__Tarefa proposta__.
Filtre os registros abaixo e transcreva cada linha em que apareça a palavra "carousel".
*-*-*
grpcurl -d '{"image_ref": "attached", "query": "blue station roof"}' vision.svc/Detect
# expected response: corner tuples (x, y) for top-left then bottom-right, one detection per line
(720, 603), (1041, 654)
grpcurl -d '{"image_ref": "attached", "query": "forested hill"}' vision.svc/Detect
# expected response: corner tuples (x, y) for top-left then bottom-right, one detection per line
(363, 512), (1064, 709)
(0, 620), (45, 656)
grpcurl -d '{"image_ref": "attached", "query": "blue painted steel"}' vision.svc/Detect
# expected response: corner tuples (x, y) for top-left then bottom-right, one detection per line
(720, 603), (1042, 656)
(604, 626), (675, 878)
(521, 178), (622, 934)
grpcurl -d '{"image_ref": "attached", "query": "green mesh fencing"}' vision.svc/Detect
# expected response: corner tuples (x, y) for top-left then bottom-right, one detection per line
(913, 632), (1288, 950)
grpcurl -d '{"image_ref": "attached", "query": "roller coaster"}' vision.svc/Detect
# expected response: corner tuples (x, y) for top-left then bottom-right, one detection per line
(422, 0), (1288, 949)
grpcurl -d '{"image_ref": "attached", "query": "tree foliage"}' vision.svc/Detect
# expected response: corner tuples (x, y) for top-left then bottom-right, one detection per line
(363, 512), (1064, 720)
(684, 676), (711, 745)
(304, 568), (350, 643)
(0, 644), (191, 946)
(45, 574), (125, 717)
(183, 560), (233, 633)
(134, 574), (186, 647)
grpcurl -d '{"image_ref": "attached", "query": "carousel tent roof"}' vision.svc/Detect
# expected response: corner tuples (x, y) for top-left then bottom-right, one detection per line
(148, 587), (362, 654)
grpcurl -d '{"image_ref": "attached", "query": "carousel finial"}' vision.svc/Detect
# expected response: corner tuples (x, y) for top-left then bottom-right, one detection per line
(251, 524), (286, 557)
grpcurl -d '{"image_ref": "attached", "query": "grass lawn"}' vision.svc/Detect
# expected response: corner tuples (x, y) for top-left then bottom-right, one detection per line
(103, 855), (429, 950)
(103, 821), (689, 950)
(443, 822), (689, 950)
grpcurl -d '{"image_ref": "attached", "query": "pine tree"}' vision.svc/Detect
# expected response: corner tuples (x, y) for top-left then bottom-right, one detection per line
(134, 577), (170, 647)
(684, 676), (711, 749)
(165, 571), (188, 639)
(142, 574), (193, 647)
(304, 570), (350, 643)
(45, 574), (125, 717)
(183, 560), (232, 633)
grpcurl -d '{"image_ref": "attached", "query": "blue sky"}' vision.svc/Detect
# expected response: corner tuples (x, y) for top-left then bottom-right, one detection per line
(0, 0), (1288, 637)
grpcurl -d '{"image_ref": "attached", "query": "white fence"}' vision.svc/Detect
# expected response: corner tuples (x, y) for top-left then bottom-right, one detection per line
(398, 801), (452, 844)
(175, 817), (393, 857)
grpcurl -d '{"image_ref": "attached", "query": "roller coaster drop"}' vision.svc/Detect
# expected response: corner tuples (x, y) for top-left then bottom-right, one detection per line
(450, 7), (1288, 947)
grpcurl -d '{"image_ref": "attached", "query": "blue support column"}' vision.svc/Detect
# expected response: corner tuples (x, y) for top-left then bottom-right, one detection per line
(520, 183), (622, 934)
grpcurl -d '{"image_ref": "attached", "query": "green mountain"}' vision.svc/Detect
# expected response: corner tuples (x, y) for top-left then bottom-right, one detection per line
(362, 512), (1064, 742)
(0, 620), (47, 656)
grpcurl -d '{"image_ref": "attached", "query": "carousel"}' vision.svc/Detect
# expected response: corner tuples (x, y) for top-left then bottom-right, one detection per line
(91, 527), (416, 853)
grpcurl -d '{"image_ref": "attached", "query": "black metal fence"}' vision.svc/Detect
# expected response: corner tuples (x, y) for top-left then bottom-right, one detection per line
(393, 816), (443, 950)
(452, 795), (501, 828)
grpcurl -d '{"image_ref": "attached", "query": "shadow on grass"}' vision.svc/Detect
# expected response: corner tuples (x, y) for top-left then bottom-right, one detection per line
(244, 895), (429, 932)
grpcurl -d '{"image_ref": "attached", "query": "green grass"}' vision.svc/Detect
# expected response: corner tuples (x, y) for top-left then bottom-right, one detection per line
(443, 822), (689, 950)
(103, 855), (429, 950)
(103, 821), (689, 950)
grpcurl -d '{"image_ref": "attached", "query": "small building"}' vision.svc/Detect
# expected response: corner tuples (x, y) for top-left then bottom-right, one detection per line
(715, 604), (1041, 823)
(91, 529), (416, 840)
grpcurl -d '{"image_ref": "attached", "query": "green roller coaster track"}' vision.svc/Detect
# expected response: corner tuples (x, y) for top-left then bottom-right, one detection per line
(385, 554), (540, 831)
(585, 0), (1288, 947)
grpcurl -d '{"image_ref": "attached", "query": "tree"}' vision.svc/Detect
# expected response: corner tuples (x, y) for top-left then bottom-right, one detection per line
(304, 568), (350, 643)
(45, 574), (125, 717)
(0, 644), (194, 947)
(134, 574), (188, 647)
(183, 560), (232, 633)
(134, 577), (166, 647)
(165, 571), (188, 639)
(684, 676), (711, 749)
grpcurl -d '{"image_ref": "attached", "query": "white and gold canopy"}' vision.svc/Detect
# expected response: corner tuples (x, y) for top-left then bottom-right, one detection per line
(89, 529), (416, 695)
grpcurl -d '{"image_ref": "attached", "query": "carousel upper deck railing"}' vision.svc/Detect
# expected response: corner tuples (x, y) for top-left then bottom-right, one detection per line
*-*-*
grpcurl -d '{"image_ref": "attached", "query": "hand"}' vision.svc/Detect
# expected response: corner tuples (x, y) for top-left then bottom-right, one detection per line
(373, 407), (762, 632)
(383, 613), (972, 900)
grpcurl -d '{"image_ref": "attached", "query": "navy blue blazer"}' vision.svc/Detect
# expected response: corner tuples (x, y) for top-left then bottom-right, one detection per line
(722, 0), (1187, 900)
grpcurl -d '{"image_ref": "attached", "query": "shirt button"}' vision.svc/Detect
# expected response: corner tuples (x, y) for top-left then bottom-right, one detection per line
*-*-*
__Resolução__.
grpcurl -d '{"image_ref": "attached", "query": "carousel tent roof"}' vision.svc/Detect
grpcurl -d '{"image_ref": "attached", "query": "carousel finial"}' vision.svc/Detect
grpcurl -d '{"image_ref": "attached", "query": "carousel"}' vision.svc/Detect
grpcurl -d '{"image_ref": "attached", "query": "carousel upper deck railing"}' vision.svc/Detect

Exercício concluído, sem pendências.